*Task to carry out*.
Gather every line below that contains the word "door", and copy each of those lines in full.

*Records from a data collection*.
-- Start --

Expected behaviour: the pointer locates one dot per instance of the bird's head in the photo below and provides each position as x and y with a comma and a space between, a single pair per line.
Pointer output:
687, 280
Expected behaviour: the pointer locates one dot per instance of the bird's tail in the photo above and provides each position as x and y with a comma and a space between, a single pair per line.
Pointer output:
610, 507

-- End --
-- Start --

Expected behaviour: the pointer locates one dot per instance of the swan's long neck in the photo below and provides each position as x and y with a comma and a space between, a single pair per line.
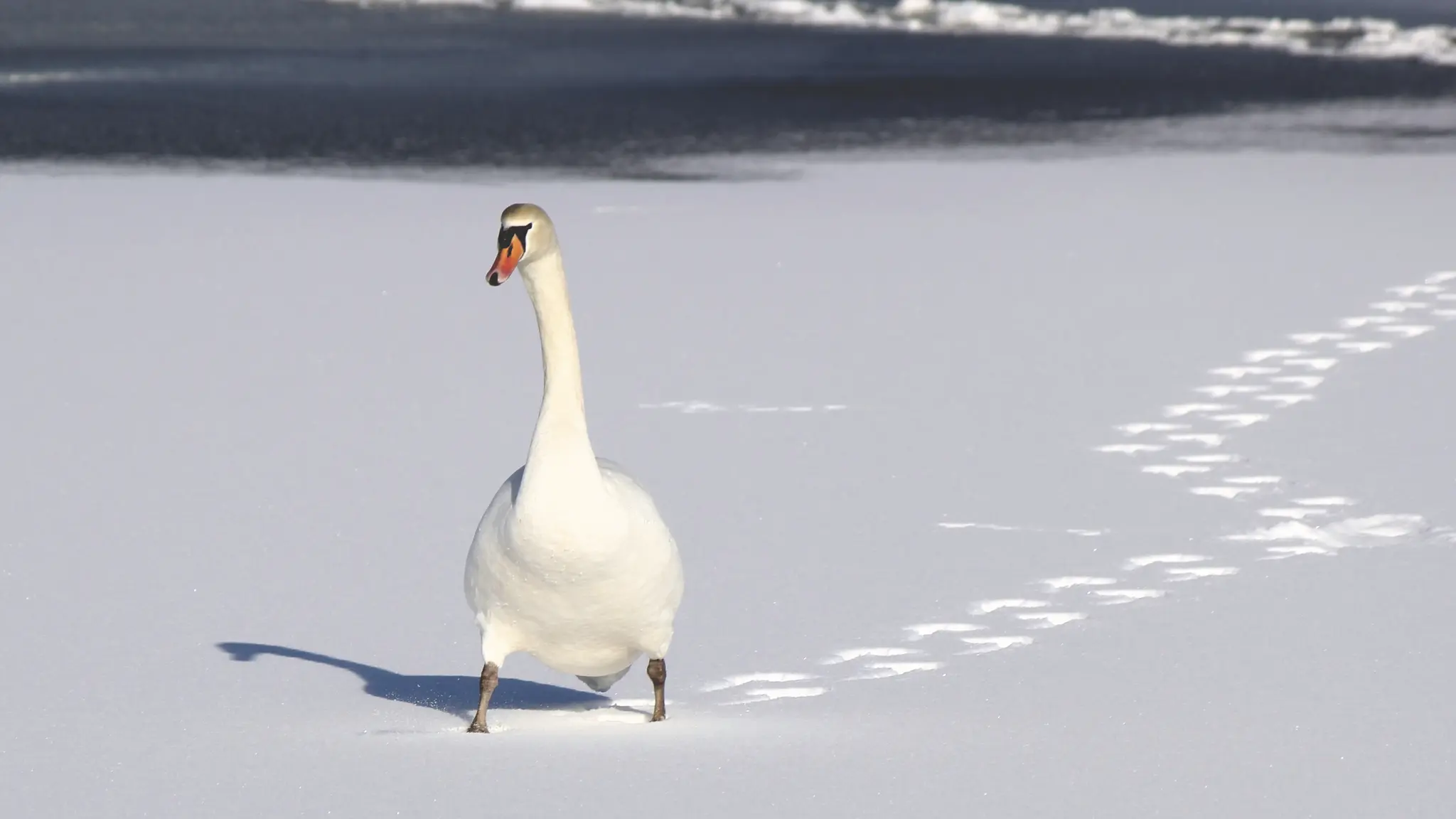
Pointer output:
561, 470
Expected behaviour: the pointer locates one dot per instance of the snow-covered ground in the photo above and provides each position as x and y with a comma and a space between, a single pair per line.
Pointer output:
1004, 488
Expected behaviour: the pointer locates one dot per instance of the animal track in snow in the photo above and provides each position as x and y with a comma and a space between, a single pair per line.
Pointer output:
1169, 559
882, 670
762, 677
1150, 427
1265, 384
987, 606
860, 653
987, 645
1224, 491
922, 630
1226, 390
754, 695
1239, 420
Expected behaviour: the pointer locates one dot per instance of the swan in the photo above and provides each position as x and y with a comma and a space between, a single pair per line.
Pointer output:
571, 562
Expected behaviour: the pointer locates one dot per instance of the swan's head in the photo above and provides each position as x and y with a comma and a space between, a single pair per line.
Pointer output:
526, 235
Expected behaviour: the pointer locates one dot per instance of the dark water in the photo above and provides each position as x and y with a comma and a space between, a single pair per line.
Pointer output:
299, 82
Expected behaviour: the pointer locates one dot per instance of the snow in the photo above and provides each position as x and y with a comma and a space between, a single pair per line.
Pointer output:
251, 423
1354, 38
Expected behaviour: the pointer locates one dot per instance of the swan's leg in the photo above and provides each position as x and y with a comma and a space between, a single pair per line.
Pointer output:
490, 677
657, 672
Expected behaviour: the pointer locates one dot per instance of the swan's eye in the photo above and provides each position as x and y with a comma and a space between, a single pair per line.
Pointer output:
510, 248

-- End --
-- Start --

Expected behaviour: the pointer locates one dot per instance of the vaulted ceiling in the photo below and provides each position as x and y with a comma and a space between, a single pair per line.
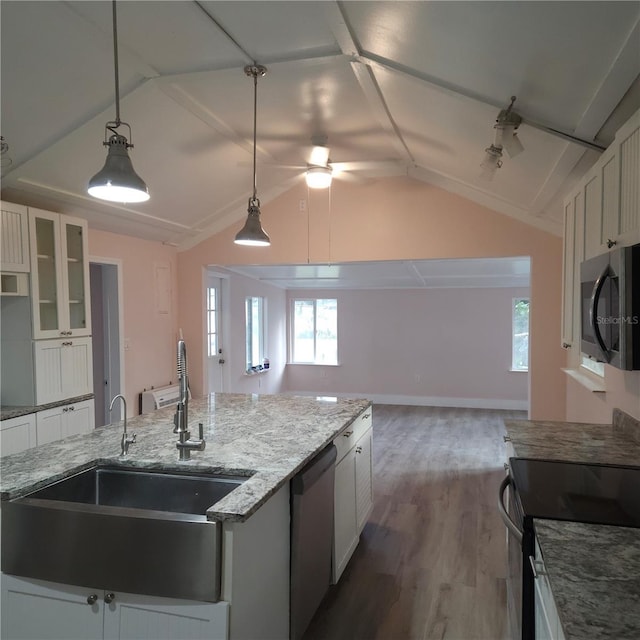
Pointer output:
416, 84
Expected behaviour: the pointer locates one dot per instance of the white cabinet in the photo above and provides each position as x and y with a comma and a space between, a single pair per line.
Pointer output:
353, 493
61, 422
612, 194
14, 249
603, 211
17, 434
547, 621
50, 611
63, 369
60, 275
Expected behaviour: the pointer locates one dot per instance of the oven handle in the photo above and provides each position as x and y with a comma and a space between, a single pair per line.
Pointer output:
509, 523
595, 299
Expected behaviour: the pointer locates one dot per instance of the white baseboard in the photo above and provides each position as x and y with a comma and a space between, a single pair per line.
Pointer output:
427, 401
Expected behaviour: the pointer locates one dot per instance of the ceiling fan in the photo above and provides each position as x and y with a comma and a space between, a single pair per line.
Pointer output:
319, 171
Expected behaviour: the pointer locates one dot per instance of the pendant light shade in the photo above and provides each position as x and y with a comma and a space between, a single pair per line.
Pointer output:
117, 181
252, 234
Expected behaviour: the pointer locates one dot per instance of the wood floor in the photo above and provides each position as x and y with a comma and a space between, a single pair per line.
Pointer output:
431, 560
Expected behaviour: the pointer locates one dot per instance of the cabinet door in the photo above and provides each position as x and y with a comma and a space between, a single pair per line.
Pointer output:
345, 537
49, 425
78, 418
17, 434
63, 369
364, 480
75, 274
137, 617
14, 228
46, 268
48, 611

-- End --

*Reply to the task*.
Expected behaviour: the pointer locates one dot per instance of the cabinet door in the photo above and provides each position as x and y with a comma and a space between, a single pair per line.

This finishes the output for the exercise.